1. Select the Mac OSX version.
2. Install RStudio by dragging into Applications folder.

### Windows:

1. Select the Windows version.
2. Download and open RStudio from programs.

### Ubuntu:

1. Select the Ubuntu 32 or 64 bit version.
2. Download and open RStudio.

Once we've got RStudio installed and running, take some time to familiarize ourself with its layout.

For now, experiment with resizing the windows and clicking through the tabs.

Let's start off by introducing some features of the console. In RStudio, the console is located in the bottom left corner:

![image.png](attachment:image.png)

We may notice the highlighted portion of the RStudio interface contains two tabs: `console` and `terminal`. We'll focus on the console for now, which is where we'll be doing most of our programming work.

When we open RStudio, the console contains information about the version of R we're working with. Scroll down, and try typing a few expressions.

We can use the console to test code immediately. When we type an expression like 45 + 5, we'll see the output below after hitting enter.

If we type code to create data visualization plots into the console, the plots will appear in the plots tab in the window at the bottom right of the interface.

Try typing the expression below. Note what happens if we forget to close a pair of parentheses:

**3 * (5+6+10**

We can either type the second half of the pair of parentheses after the `+` symbol in the console, or escape the expression by hitting our `Escape` key.

One nice feature from RStudio is a keyboard shortcut for typing the assignment operator `<-`.

* Windows/Linux: "Alt" + "-"
* Mac: "Option" + "-"

Try creating a vector :

**vector_1 <- c(1,3,5,7,8,9)**

Type `vector_1` into the console, and we'll see the output.

Calculate the mean of `vector_1`:

**mean(vector_1)**

Notice that as we begin typing `mean()` into the console, a list of functions beginning with "m" pops up. We can either use our touchpad, mouse, or the arrow keys on our keyboard to select a function, and it will appear in the console.

![image.png](attachment:image.png)

When we create a vector in RStudio, it is saved as an object in the **R global environment**.

We can think of the global environment as our workspace. During a programming session in R, any variables we define or data we import and save in a data frame are stored in our global environment. In RStudio, we can see the objects in our global environment in the `Environment` tab at the top right of the interface:

![image.png](attachment:image.png)

We'll see any objects we created, like `vector_1`, under `values` in the `Environment` tab. Notice that the data type (`[num]`) and the values stored in the vector are also displayed.

Sometimes, having too many named objects in the global environment creates confusion. Maybe we'd like to remove all or some of the objects. To remove all objects, click the broom icon at the top of the window:

![image.png](attachment:image.png)

If we want to remove selected objects from the workspace, select the `grid` view from the dropdown menu:

![image.png](attachment:image.png)

Next, check the boxes of the objects we'd like to remove and use the broom icon to clear them from our global environment.

When we write code to import a data set into RStudio, it's best to make sure that we have the [working directory](https://en.wikipedia.org/wiki/Working_directory) set to the location where our data files are stored. Otherwise, we'll have to specify the file location.

There are a few ways to set the working directory in RStudio.

* Use the `setwd()` function. For example, if we wanted to set my working directory to my desktop, we would type: `setwd("~/Desktop")`.

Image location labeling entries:
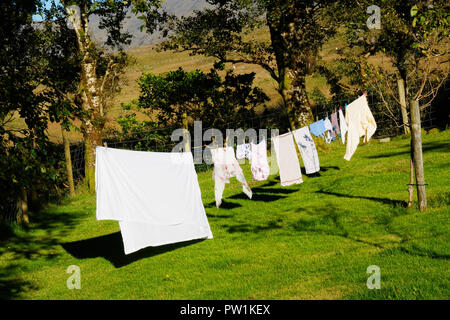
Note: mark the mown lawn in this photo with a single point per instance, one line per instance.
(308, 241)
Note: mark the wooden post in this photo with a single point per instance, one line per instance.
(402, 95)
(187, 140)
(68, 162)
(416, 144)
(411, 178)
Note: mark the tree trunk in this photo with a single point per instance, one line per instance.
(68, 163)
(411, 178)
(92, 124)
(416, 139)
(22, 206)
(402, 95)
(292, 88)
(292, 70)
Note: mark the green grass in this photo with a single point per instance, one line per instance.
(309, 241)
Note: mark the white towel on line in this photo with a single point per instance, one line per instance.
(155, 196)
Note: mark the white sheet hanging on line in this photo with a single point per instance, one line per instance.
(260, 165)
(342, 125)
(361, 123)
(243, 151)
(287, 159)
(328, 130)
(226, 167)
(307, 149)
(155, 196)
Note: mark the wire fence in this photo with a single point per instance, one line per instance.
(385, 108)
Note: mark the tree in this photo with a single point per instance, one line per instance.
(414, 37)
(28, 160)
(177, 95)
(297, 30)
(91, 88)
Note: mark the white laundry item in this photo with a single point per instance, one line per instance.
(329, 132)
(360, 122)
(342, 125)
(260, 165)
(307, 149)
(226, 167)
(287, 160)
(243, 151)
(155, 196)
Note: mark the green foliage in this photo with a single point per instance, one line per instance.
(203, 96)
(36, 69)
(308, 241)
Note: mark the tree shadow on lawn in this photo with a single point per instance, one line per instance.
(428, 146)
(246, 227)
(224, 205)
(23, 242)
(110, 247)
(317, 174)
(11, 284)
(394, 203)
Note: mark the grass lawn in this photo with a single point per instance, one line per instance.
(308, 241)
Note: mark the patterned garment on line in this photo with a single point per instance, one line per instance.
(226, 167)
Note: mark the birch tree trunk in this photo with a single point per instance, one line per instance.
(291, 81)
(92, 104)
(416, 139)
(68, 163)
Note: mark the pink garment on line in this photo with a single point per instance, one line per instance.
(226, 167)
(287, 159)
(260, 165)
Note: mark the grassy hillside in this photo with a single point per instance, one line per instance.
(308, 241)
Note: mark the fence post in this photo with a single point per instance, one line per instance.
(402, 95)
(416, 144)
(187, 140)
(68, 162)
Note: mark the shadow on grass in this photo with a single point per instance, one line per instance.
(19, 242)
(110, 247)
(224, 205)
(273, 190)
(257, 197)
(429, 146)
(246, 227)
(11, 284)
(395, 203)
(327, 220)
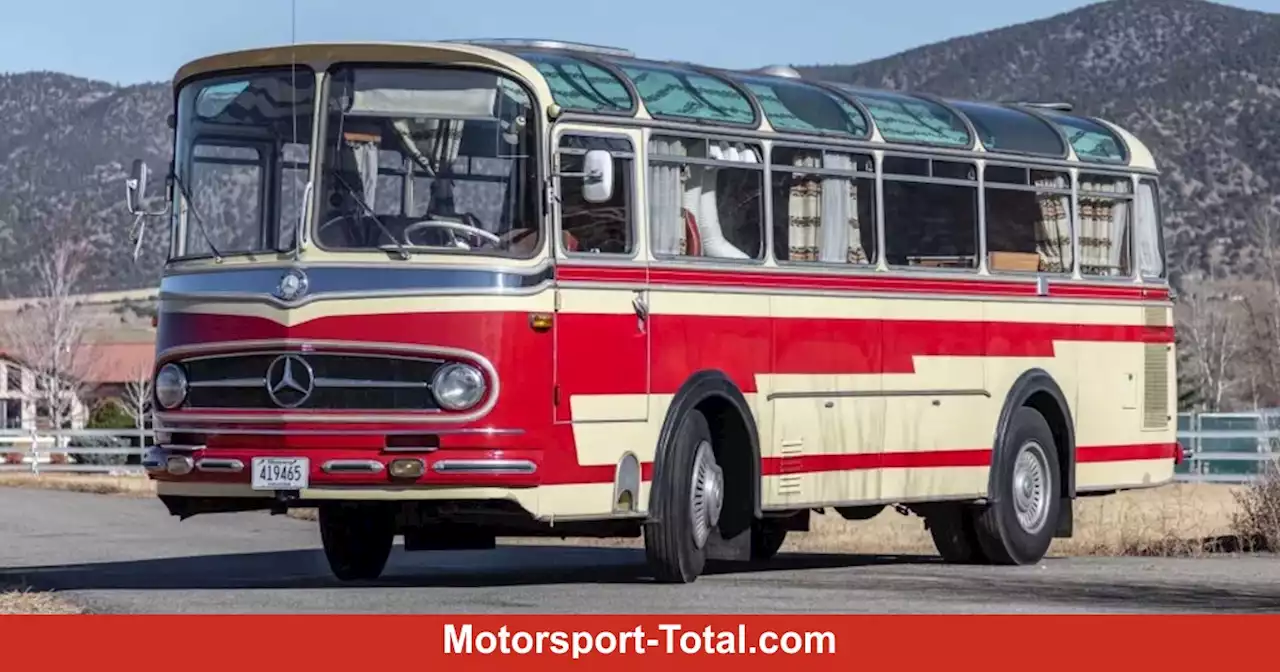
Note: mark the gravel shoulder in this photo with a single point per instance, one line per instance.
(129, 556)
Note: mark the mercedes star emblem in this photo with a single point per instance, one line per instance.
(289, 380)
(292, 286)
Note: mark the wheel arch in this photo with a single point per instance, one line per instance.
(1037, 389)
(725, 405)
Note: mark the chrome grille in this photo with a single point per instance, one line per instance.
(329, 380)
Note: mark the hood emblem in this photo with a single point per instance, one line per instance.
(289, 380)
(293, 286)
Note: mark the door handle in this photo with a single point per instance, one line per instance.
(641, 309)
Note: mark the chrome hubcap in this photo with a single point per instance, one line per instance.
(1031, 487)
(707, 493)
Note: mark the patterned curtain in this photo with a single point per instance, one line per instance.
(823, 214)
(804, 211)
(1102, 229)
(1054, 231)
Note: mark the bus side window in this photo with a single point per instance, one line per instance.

REQUESTS:
**A.** In the RStudio guide, rewrite the stretch from "Notice that as" through "in the console.", swapping "touchpad" for "trackpad".
**B.** Copy the stretch of the entries from the line containing "Note: mark the pink" through the line containing "(1054, 231)", both ends included, and leave the pictures out.
The entries have no connection to the RStudio guide.

ANSWERS FOR THE EXERCISE:
**A.**
Notice that as we begin typing `mean()` into the console, a list of functions beginning with "m" pops up. We can either use our trackpad, mouse, or the arrow keys on our keyboard to select a function, and it will appear in the console.

**B.**
Note: mark the pink garment on line in this photo with a single point per instance, one line per instance.
(226, 167)
(287, 159)
(260, 165)
Note: mark the grassy hillside in this photo with a single point per instance, one line per instance.
(308, 241)
Note: mark the fence post in this photo with a single point per instance, one line per instance.
(402, 95)
(416, 144)
(187, 140)
(68, 162)
Note: mark the shadow on grass in this photo with a single point per instance, one line per instance.
(19, 242)
(110, 247)
(224, 205)
(273, 190)
(257, 197)
(429, 146)
(246, 227)
(11, 284)
(395, 203)
(327, 220)
Note: mark the gravel shoulder in this photo with a single point per instance, one line per instance.
(129, 556)
Note: mark the mercedes star emblem in this photo with a single point per instance, one line per instance.
(289, 380)
(292, 286)
Note: mark the wheel arch in this photo with a single point per instance, one line per instance.
(1037, 389)
(725, 405)
Note: mark the chrome grille in this photo with a single point per instance, one line per instance.
(329, 380)
Note: mark the hood emblem in this photo with a single point per instance, one line per instance.
(289, 380)
(293, 286)
Note: mark the door handle in this photo with a single point per instance, one line per instance.
(641, 309)
Note: mark the chrome hubcap in this photo with a single point per instance, one line per instance.
(1031, 487)
(707, 493)
Note: mark the patterned curtain in this photo with a single point per instance, one line per instance.
(823, 214)
(804, 211)
(1102, 229)
(1054, 231)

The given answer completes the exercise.